Exercise:
Copy out the publication entry on meiotic spindle assembly in oocytes word for word, from start to finish.

Source text:
Publication : The Journal of cell biology

Meiotic spindle assembly and chromosome segregation in oocytes.

Scientific Fields
Diseases
Organisms
Applications
Technique

Published in The Journal of cell biology - 05 Dec 2016

Bennabi I, Terret ME, Verlhac MH,

Link to Pubmed [PMID] – 27879467

J Cell Biol 2016 Dec; 215(5): 611-619

Oocytes accumulate maternal stores (proteins, mRNAs, metabolites, etc.) during their growth in the ovary to support development after fertilization. To preserve this cytoplasmic maternal inheritance, they accomplish the difficult task of partitioning their cytoplasm unequally while dividing their chromosomes equally. Added to this complexity, most oocytes, for reasons still speculative, lack the major microtubule organizing centers that most cells use to assemble and position their spindles, namely canonical centrosomes. In this review, we will address recent work on the mechanisms of meiotic spindle assembly and chromosome alignment/segregation in female gametes to try to understand the origin of errors of oocyte meiotic divisions. The challenge of oocyte divisions appears indeed not trivial because in both mice and humans oocyte meiotic divisions are prone to chromosome segregation errors, a leading cause of frequent miscarriages and congenital defects.

Records:

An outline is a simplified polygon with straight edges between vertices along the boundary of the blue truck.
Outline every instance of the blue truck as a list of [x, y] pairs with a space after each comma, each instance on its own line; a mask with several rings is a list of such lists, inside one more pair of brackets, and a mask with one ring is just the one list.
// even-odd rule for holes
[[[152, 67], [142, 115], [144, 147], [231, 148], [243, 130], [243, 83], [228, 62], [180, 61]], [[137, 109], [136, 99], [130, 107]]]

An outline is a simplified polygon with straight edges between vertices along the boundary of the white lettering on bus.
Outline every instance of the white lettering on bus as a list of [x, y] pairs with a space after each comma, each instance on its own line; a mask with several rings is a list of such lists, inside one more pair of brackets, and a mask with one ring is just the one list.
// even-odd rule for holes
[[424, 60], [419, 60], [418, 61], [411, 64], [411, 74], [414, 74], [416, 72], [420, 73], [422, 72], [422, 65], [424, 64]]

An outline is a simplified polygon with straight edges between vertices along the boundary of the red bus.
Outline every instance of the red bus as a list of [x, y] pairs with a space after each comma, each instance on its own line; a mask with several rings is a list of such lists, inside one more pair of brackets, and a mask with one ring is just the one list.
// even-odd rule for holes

Your response:
Publication : The Journal of cell biology

Meiotic spindle assembly and chromosome segregation in oocytes.

Scientific Fields
Diseases
Organisms
Applications
Technique

Published in The Journal of cell biology - 05 Dec 2016

Bennabi I, Terret ME, Verlhac MH,

Link to Pubmed [PMID] – 27879467

J Cell Biol 2016 Dec; 215(5): 611-619

Oocytes accumulate maternal stores (proteins, mRNAs, metabolites, etc.) during their growth in the ovary to support development after fertilization. To preserve this cytoplasmic maternal inheritance, they accomplish the difficult task of partitioning their cytoplasm unequally while dividing their chromosomes equally. Added to this complexity, most oocytes, for reasons still speculative, lack the major microtubule organizing centers that most cells use to assemble and position their spindles, namely canonical centrosomes. In this review, we will address recent work on the mechanisms of meiotic spindle assembly and chromosome alignment/segregation in female gametes to try to understand the origin of errors of oocyte meiotic divisions. The challenge of oocyte divisions appears indeed not trivial because in both mice and humans oocyte meiotic divisions are prone to chromosome segregation errors, a leading cause of frequent miscarriages and congenital defects.